What the exercise asks: Rewrite every line below in full, offsetting each answer coordinate by adding 11 to both its x and y values while leaving the sample coordinates unchanged. Omit the pictures from your output.

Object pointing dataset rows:
┌──

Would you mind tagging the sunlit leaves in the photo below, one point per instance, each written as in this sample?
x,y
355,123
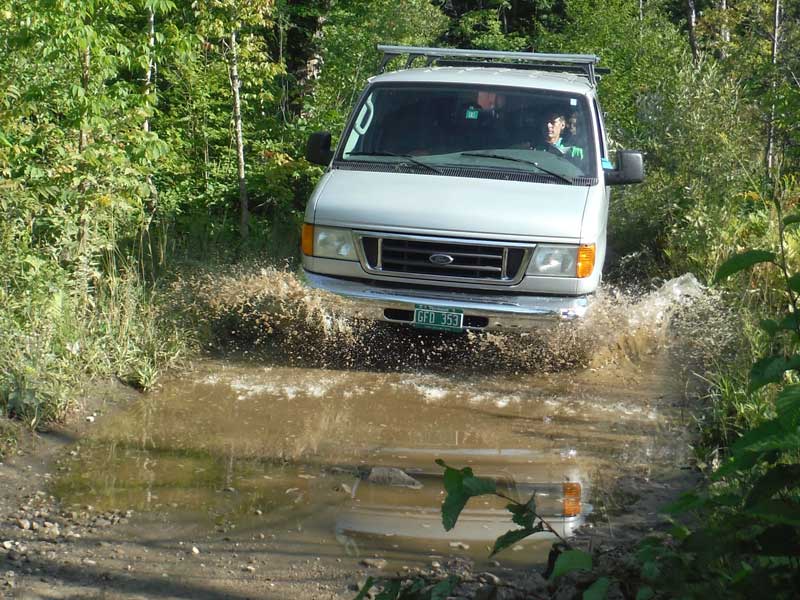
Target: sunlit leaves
x,y
742,261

└──

Written response:
Would you mind tagging the sunlit leaves in the photo below, one point per instance, each written as in this sample?
x,y
355,123
Target: sunlit leaves
x,y
753,272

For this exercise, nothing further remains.